## What this task involves
Leave the pictures aside and copy all the data exactly.

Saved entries

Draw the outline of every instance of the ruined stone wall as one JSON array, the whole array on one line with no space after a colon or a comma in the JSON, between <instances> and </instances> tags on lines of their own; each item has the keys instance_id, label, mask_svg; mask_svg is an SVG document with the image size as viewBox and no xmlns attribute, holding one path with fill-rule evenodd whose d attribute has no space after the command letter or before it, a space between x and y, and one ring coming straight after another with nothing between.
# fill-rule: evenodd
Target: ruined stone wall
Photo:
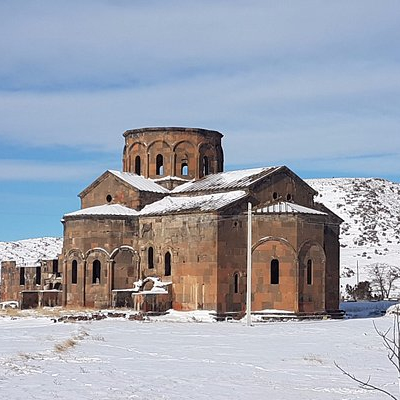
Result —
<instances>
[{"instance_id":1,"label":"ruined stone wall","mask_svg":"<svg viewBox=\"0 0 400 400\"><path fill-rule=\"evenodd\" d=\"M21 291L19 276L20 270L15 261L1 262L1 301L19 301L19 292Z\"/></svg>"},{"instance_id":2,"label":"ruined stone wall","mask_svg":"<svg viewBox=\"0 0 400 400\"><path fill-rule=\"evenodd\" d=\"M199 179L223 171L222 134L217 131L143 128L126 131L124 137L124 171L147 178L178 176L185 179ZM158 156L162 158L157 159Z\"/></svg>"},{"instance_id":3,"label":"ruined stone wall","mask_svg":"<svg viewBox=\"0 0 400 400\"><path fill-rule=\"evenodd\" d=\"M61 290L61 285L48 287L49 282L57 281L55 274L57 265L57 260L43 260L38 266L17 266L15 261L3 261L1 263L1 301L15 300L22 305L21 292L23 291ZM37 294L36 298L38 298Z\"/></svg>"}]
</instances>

## Answer section
Draw the outline of every instance of the ruined stone wall as one JSON array, the whole array on one line with no space after a colon or a comma in the JSON, between <instances> and </instances> tags on lines of their own; each item has the keys instance_id, label, mask_svg; mask_svg is an SVG document with the image size as viewBox and no xmlns attribute, holding one path with fill-rule evenodd whose d attribute has no space after the command letter or before it, a space between x and y, and one ring coming straight after another with nothing between.
# fill-rule: evenodd
Target: ruined stone wall
Photo:
Result —
<instances>
[{"instance_id":1,"label":"ruined stone wall","mask_svg":"<svg viewBox=\"0 0 400 400\"><path fill-rule=\"evenodd\" d=\"M21 291L19 276L20 270L15 261L1 262L1 301L19 301L19 292Z\"/></svg>"},{"instance_id":2,"label":"ruined stone wall","mask_svg":"<svg viewBox=\"0 0 400 400\"><path fill-rule=\"evenodd\" d=\"M199 179L223 171L222 134L217 131L143 128L126 131L124 137L124 171L147 178L178 176L185 179ZM158 156L162 158L157 159Z\"/></svg>"},{"instance_id":3,"label":"ruined stone wall","mask_svg":"<svg viewBox=\"0 0 400 400\"><path fill-rule=\"evenodd\" d=\"M61 290L61 285L48 287L49 282L57 281L55 274L57 265L57 260L43 260L38 266L17 266L15 261L3 261L1 263L1 301L15 300L22 305L21 292L23 291ZM37 294L36 298L38 298Z\"/></svg>"}]
</instances>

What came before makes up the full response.